> **Instructions to follow**
Rewrite the lines from the line with "the stone base" through the line with "x=328, y=131" in the records below, replacing "marker" with "pin" and changing nothing else. Give only those lines.

> **Supplied entries**
[BEGIN]
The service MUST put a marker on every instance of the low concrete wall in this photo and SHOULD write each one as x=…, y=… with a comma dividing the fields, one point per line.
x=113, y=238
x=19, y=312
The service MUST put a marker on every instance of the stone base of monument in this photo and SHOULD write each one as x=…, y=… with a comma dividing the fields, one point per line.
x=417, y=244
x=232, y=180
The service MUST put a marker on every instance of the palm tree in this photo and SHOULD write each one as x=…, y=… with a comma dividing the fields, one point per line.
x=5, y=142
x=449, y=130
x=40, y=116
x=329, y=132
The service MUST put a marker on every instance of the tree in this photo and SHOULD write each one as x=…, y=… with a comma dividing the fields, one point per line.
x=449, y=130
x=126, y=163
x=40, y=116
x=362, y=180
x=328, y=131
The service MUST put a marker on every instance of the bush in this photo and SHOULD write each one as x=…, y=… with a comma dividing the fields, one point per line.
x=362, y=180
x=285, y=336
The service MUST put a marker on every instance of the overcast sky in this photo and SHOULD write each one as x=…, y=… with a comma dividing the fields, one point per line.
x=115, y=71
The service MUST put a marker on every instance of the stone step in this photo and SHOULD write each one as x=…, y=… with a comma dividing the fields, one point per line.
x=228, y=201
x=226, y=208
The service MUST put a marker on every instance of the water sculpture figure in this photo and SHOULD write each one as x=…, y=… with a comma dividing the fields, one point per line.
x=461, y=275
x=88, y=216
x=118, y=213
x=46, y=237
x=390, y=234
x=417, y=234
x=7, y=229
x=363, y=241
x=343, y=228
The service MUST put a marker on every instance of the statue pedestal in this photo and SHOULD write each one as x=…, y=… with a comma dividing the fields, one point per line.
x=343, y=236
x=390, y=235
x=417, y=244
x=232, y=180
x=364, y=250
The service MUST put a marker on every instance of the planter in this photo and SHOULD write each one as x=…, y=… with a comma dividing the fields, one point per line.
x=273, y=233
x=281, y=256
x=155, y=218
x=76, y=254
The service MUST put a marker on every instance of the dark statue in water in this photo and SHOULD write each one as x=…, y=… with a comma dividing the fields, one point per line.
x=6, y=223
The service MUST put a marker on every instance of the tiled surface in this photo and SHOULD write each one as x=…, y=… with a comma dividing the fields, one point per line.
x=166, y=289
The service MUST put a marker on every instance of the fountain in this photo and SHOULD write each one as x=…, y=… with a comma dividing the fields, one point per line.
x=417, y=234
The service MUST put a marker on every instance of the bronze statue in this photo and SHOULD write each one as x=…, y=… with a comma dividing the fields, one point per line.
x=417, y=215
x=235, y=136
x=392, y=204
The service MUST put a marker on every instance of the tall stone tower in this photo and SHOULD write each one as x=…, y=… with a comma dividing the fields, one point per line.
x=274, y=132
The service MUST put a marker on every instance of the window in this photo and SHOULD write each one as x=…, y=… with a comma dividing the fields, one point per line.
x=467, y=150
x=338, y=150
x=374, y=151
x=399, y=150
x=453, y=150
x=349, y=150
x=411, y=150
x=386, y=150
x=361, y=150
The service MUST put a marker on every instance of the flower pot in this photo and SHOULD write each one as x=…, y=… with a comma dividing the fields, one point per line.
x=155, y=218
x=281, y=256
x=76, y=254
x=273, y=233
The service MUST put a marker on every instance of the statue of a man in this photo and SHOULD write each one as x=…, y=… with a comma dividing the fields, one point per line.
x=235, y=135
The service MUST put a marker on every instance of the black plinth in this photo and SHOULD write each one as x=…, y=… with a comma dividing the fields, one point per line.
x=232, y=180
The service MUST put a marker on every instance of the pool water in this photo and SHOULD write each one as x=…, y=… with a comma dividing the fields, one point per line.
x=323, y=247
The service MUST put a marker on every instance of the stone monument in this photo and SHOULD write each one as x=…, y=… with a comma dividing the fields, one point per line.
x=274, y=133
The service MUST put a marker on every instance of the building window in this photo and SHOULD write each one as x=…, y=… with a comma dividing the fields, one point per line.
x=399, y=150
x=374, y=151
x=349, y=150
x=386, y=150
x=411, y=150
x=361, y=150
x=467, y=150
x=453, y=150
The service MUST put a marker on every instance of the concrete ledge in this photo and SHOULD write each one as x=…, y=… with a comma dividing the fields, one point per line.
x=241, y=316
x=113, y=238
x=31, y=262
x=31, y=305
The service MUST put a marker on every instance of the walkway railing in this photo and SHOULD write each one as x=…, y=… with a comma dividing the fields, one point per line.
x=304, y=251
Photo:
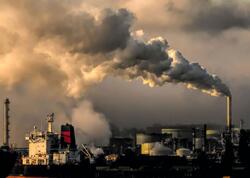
[END]
> **Correct answer**
The service MUST put a pin on every instance of the stone base of monument in this photo and SHOULD write each one as x=…, y=… with a comma dividing the fields, one point per line.
x=417, y=244
x=232, y=180
The service MUST put a pin on every instance of the palm tree in this photo and SHOULD write each one as x=…, y=… with a comma dividing the fields, one point per line.
x=5, y=142
x=449, y=130
x=40, y=116
x=329, y=132
The service MUST put a pin on every instance of the tree in this photo and SHOULD write each one as x=…, y=… with a comma dividing the fields, one point per line.
x=449, y=130
x=126, y=163
x=40, y=116
x=362, y=180
x=328, y=131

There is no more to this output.